Parece complacerse nuestra cultura en la violencia que hiere todos los días a las mujeres y los niños. En un país que ha “domesticado” su población más indefensa a fuete y a puñal, la mayoría ni se entera de que éste compite por la corona mundial en feminicidio, y las cifras le resbalan: los cinco últimos años registran 345 asesinatos de mujeres por su condición sexual; sólo en los tres primeros meses de 2017 fueron asesinadas 104 mujeres, según Medicina Legal. La estadística de maltrato infantil y violencia doméstica da escalofríos, mientras el matoneo y la represión en la escuela se atemperan con pereza. Mas, en generalización optimista que tantos quisiéramos dar por cierta, el psicoanalista Guillermo Carvajal saluda gozoso un supuesto derrumbe de la estructura política, social y psicológica que sostenía la pedagogía del miedo infundido por violencia en la educación. Más aún, dizque “Dios desapareció del contexto punitivo”. ¡Dios lo oiga!
Porque ya podríamos esperar el vuelco de una saga milenaria a tiro de una generación. No serán muchos los niños que gocen de educación sin sufrimiento y, en todo caso, ninguno escapa al asedio de padres, curas, maestros, Malumas, publicistas y seriados de televisión que enseñan la feminidad como impotencia y daguerrotipo de muñeca deseable; y la masculinidad como ferocidad, miedo a la ternura y a la furtiva, que es “cosa de nenas”. ADN del aire que se respira desde la cuna, para troquelar relaciones de poder entre padres e hijos, y entre géneros, que sólo se resuelven en brutalidad. Aún en las familias más distinguidas. Y quien creció en la violencia, violencia podrá ejercer después.

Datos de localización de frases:
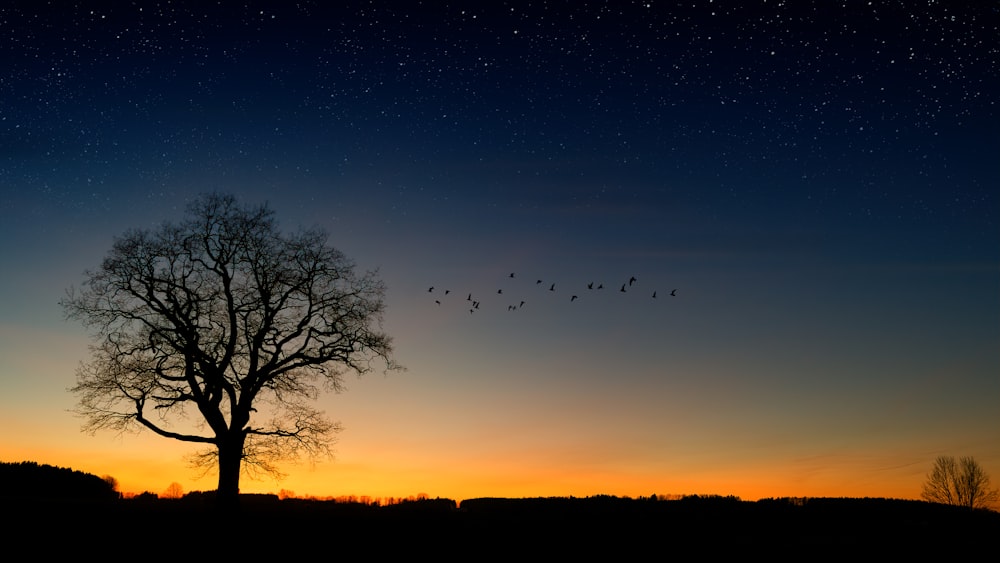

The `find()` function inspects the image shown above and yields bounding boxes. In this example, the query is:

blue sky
[0,2,1000,498]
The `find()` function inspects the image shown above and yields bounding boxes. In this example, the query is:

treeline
[0,461,120,500]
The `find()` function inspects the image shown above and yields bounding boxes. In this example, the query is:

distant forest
[0,462,1000,560]
[0,461,119,500]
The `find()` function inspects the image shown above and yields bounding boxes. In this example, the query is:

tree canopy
[61,194,399,506]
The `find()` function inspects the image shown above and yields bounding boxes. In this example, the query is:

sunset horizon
[0,0,1000,516]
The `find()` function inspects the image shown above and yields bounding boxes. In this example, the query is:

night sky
[0,0,1000,499]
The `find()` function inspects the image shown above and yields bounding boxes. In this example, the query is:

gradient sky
[0,0,1000,500]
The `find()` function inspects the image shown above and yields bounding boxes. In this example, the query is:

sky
[0,0,1000,500]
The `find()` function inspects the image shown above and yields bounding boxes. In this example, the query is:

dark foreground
[0,496,1000,561]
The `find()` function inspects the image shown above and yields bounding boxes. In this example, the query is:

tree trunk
[215,432,245,508]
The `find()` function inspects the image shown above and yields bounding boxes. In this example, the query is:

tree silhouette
[61,194,399,504]
[920,455,1000,509]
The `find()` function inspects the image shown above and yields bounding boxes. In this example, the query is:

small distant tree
[160,481,184,498]
[920,455,1000,509]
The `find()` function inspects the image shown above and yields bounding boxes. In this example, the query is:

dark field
[0,496,1000,561]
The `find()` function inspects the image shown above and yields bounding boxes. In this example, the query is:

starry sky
[0,0,1000,500]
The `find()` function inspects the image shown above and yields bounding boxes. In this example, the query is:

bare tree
[920,455,1000,509]
[160,481,184,499]
[61,194,399,504]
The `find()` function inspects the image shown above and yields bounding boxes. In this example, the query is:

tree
[61,194,400,504]
[920,455,1000,509]
[160,481,184,499]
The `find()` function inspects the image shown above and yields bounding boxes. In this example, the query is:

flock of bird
[427,272,677,313]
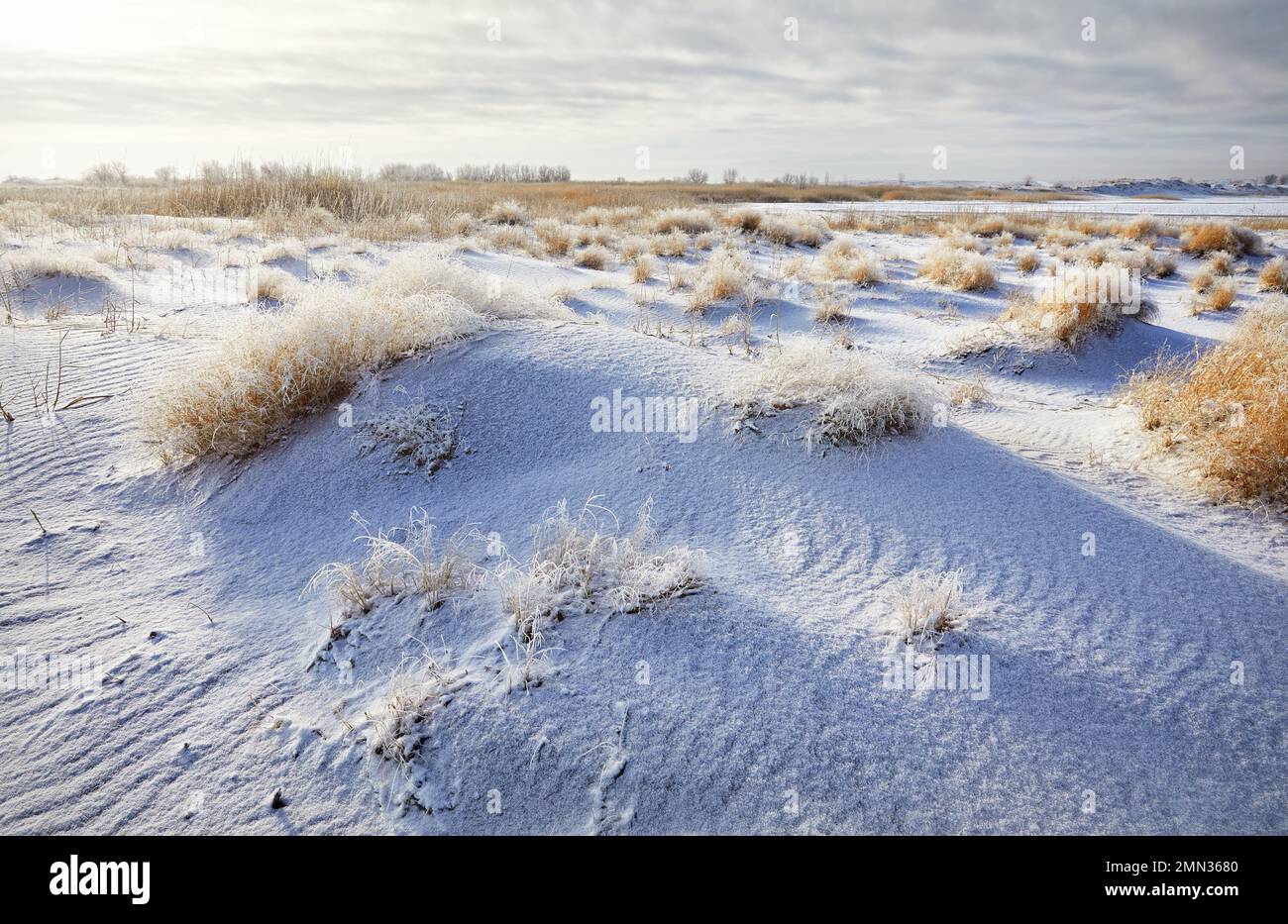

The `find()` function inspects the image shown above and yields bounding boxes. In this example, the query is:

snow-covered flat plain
[756,196,1288,218]
[0,205,1288,834]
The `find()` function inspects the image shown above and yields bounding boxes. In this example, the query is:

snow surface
[0,213,1288,834]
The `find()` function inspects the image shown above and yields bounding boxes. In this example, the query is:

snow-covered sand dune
[0,215,1288,833]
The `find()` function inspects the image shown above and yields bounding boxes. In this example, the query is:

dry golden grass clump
[631,254,657,282]
[617,234,652,262]
[255,238,309,262]
[653,209,716,234]
[1141,253,1176,279]
[948,375,993,407]
[997,280,1153,350]
[820,241,885,285]
[1113,215,1162,241]
[1015,247,1042,274]
[724,209,765,234]
[486,199,528,225]
[940,228,987,254]
[572,244,613,269]
[649,231,690,257]
[814,291,850,324]
[730,337,932,447]
[1040,228,1087,247]
[1257,257,1288,292]
[1205,250,1234,275]
[1181,222,1265,257]
[532,219,574,257]
[0,250,110,288]
[149,257,568,461]
[1190,279,1239,314]
[690,250,752,311]
[1126,296,1288,503]
[917,245,997,292]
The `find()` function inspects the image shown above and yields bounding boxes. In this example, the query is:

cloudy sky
[0,0,1288,180]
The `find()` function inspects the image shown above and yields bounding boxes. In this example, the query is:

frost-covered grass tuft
[533,219,574,257]
[690,250,752,311]
[1181,222,1265,257]
[997,293,1147,350]
[1126,295,1288,503]
[731,337,932,447]
[653,209,716,234]
[248,266,300,301]
[305,507,480,616]
[724,209,765,234]
[821,250,885,285]
[361,386,459,474]
[572,244,613,269]
[496,498,702,686]
[890,568,967,649]
[149,258,567,460]
[486,199,528,225]
[917,246,997,292]
[368,654,465,800]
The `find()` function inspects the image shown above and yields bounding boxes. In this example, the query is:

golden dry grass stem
[1126,295,1288,503]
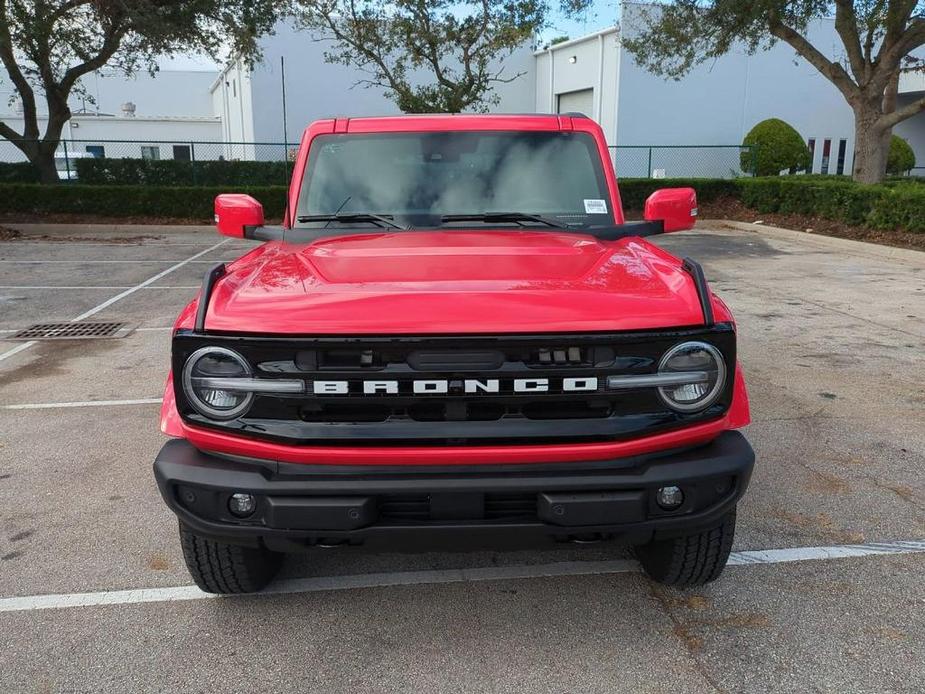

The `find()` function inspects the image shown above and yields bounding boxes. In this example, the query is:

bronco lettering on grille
[311,376,598,395]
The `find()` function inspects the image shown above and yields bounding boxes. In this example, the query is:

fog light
[655,486,684,511]
[228,492,257,518]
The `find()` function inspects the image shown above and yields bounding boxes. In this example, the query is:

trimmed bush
[736,176,925,232]
[73,158,292,186]
[0,176,925,233]
[619,178,738,210]
[741,118,812,176]
[886,135,915,176]
[0,183,288,219]
[0,161,39,183]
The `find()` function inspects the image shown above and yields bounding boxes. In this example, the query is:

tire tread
[636,510,736,587]
[180,523,282,593]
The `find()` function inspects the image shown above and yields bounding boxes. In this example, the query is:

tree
[0,0,285,183]
[624,0,925,183]
[742,118,812,176]
[886,135,915,176]
[300,0,567,113]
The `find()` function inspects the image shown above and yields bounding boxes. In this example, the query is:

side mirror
[644,188,697,232]
[215,193,263,239]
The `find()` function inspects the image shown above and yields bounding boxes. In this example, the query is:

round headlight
[183,347,254,419]
[658,342,726,412]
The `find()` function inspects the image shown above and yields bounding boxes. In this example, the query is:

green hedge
[71,158,292,186]
[0,161,39,183]
[0,183,287,219]
[736,176,925,232]
[619,178,738,210]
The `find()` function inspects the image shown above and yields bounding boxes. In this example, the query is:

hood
[200,230,703,335]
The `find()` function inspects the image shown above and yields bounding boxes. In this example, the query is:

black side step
[681,258,716,328]
[193,263,225,333]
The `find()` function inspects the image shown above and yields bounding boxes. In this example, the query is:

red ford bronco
[154,114,754,593]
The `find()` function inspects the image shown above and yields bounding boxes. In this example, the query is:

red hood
[191,231,719,334]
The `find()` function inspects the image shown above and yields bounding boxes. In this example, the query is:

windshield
[297,131,613,226]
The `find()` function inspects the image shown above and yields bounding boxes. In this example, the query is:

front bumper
[154,431,755,551]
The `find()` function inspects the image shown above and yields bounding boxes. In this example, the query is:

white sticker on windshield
[585,200,607,214]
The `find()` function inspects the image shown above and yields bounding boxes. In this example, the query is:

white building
[0,70,222,161]
[0,2,925,176]
[534,2,925,176]
[211,22,535,156]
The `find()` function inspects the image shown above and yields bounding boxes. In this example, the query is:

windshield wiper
[296,212,411,231]
[440,212,572,229]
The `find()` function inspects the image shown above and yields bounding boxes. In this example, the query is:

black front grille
[173,324,735,446]
[378,492,537,523]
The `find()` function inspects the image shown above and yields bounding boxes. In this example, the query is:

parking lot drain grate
[7,323,135,340]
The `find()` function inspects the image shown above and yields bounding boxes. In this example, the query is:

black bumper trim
[154,432,754,551]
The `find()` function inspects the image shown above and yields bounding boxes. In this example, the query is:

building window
[835,140,848,176]
[819,139,832,176]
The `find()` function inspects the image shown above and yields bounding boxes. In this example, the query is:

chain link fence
[610,145,758,178]
[0,139,756,185]
[0,139,298,185]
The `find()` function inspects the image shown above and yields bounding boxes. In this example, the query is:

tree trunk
[853,100,890,183]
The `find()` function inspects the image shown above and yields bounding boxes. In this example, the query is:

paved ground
[0,224,925,692]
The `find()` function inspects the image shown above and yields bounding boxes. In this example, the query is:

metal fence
[610,145,757,178]
[0,139,755,185]
[0,139,298,185]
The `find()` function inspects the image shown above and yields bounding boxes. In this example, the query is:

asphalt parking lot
[0,223,925,692]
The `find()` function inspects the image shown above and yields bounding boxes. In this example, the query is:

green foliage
[736,176,925,232]
[297,0,552,113]
[0,183,287,220]
[619,178,739,211]
[621,0,925,183]
[742,118,812,176]
[0,162,39,183]
[0,0,292,183]
[620,176,925,233]
[0,176,925,233]
[886,135,915,176]
[72,158,292,187]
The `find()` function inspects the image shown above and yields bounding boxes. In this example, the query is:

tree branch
[835,0,869,84]
[59,27,126,94]
[0,0,39,140]
[877,92,925,128]
[768,13,859,102]
[0,120,23,146]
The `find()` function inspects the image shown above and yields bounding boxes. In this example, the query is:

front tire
[180,523,283,593]
[636,509,736,588]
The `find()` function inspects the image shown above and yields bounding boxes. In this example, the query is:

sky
[158,0,620,70]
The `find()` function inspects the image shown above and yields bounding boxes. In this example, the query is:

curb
[698,219,925,265]
[2,222,216,236]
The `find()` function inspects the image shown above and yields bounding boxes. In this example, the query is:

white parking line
[0,239,231,361]
[0,325,173,335]
[0,398,161,410]
[0,258,222,265]
[0,540,925,612]
[0,284,199,290]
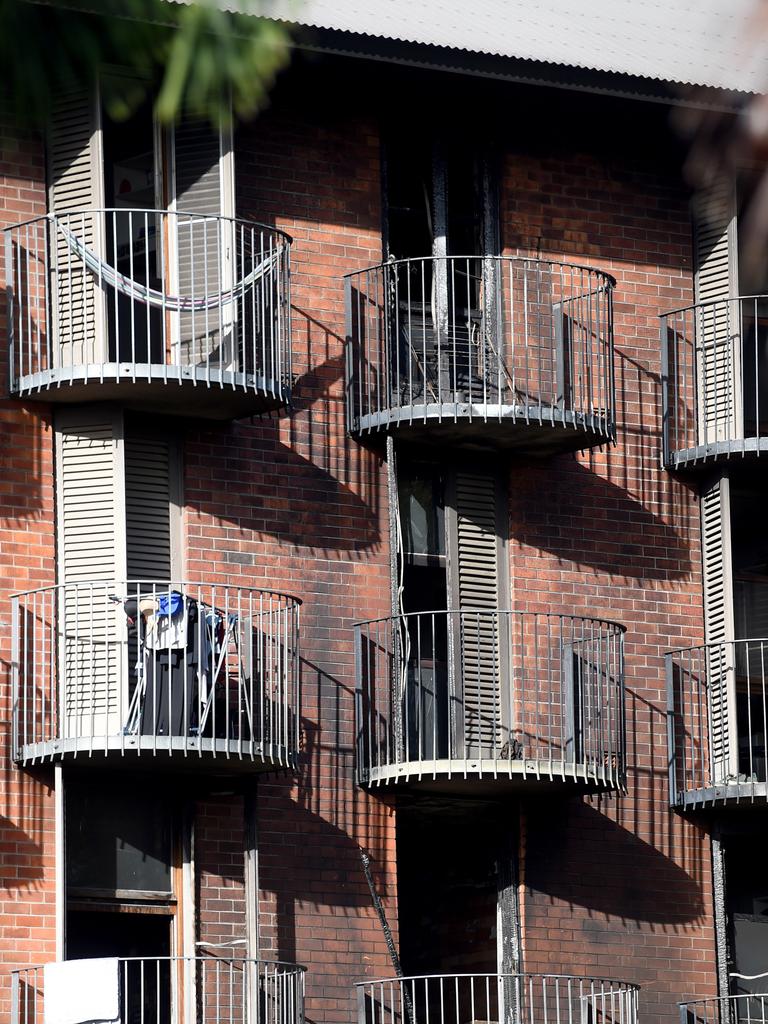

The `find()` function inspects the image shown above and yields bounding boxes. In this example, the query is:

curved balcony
[667,639,768,807]
[355,609,626,792]
[660,295,768,469]
[5,209,291,419]
[10,956,304,1024]
[355,974,638,1024]
[12,581,301,774]
[679,995,768,1024]
[345,256,615,453]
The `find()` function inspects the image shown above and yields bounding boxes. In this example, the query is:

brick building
[0,3,768,1024]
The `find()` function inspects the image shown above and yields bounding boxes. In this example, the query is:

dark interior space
[397,798,517,976]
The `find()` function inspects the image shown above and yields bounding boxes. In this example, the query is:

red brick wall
[502,148,716,1019]
[0,123,55,1020]
[195,795,246,956]
[0,66,715,1021]
[185,77,396,1021]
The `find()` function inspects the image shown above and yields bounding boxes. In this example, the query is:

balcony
[667,640,768,808]
[355,974,638,1024]
[345,256,615,454]
[355,609,626,792]
[660,295,768,470]
[5,209,291,420]
[10,956,304,1024]
[12,582,301,774]
[680,991,768,1024]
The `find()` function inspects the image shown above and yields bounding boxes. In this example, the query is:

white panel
[48,90,104,367]
[125,430,175,583]
[456,470,504,754]
[693,178,741,444]
[56,409,126,737]
[701,475,737,782]
[172,119,234,368]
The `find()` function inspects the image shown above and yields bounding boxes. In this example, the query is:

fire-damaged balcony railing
[345,256,615,449]
[10,956,304,1024]
[667,640,768,806]
[5,209,291,418]
[679,995,768,1024]
[662,295,768,469]
[355,609,626,790]
[12,581,301,769]
[355,974,638,1024]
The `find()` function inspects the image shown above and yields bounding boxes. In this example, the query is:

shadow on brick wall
[0,721,46,892]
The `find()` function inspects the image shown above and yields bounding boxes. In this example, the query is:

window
[397,459,507,760]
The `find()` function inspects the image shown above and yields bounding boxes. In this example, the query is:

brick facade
[0,51,729,1024]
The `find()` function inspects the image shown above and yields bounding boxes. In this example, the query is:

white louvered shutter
[56,408,126,738]
[693,178,741,444]
[174,118,233,369]
[701,474,738,783]
[47,89,105,368]
[456,470,506,757]
[125,428,178,584]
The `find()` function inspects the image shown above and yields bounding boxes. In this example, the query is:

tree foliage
[0,0,289,127]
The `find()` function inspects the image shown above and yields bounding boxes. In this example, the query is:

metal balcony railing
[660,295,768,469]
[680,993,768,1024]
[355,609,626,788]
[10,956,304,1024]
[5,209,291,418]
[345,256,615,449]
[355,974,638,1024]
[12,581,301,769]
[667,639,768,806]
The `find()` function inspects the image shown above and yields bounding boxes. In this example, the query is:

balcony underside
[354,402,613,455]
[16,735,296,775]
[12,362,289,420]
[667,437,768,470]
[364,758,625,795]
[675,781,768,810]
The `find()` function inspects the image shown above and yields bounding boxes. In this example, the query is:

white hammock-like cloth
[58,223,279,313]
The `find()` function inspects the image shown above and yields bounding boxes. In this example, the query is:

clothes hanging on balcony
[139,595,202,736]
[139,591,190,650]
[43,956,120,1024]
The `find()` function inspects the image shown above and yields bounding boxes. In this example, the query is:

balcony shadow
[525,799,705,931]
[258,659,396,974]
[184,413,382,565]
[510,460,692,583]
[0,716,47,893]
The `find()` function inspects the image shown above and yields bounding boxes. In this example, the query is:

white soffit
[196,0,768,92]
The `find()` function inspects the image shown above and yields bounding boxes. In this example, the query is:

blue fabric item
[158,590,184,618]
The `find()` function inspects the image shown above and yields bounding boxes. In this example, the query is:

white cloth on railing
[43,956,120,1024]
[59,224,278,312]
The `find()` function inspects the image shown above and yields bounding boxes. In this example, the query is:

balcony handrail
[658,292,768,319]
[354,608,626,787]
[10,943,307,974]
[11,580,302,767]
[343,253,616,288]
[665,637,768,806]
[678,991,768,1024]
[344,254,615,445]
[2,206,294,245]
[351,604,627,633]
[10,955,306,1024]
[354,973,639,1024]
[4,207,292,403]
[658,295,768,469]
[353,971,640,991]
[665,636,768,657]
[9,577,304,605]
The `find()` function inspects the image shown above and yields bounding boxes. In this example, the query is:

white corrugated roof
[202,0,768,92]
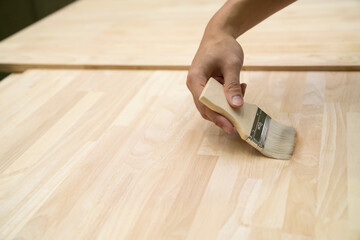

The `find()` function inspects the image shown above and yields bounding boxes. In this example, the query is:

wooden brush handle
[199,78,258,140]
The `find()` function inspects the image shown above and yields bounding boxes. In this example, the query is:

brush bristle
[262,119,296,159]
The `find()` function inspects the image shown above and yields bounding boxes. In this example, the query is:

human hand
[186,33,246,133]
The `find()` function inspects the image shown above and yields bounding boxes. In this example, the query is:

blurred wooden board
[0,0,360,71]
[0,70,360,239]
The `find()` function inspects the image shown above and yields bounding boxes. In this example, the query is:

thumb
[224,71,244,108]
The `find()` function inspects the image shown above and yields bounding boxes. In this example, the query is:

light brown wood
[0,70,360,239]
[0,0,360,71]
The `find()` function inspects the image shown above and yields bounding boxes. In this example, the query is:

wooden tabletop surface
[0,0,360,71]
[0,70,360,240]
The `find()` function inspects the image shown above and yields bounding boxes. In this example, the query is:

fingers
[223,61,244,108]
[241,83,247,98]
[186,71,234,134]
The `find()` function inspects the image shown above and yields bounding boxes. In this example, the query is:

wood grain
[0,70,360,239]
[0,0,360,72]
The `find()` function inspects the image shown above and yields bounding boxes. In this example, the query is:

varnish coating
[0,0,360,71]
[0,70,360,240]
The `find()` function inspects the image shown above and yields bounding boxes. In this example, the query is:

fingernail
[223,127,232,134]
[231,96,243,106]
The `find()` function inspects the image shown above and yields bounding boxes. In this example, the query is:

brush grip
[199,78,258,140]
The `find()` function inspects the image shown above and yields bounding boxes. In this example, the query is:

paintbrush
[200,78,296,159]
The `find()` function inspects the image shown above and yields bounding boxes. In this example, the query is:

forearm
[205,0,295,38]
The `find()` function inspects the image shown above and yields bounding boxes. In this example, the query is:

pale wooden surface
[0,0,360,71]
[0,70,360,240]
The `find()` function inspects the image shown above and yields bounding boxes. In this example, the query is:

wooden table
[0,0,360,72]
[0,70,360,239]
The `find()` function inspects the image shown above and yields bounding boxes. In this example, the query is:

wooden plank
[0,0,360,72]
[0,70,360,240]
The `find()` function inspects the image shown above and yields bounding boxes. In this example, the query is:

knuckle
[186,72,194,89]
[225,82,241,91]
[227,57,242,67]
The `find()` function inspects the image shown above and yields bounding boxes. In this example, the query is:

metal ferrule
[249,108,271,149]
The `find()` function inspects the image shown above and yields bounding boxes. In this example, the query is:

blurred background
[0,0,75,81]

QUÉ HARÁS:
Contesta estas preguntas según el texto sobre la violencia contra mujeres y niños:
(a) ¿Cuántas mujeres fueron asesinadas en los tres primeros meses de 2017, según Medicina Legal?
(b) ¿Cómo se llama el psicoanalista que celebra el supuesto derrumbe de la pedagogía del miedo?
(c) ¿Quiénes asedian a los niños, según la lista que da el segundo párrafo?

TU RESPUESTA:
(a) 104 mujeres.
(b) Guillermo Carvajal.
(c) Padres, curas, maestros, Malumas, publicistas y seriados de televisión.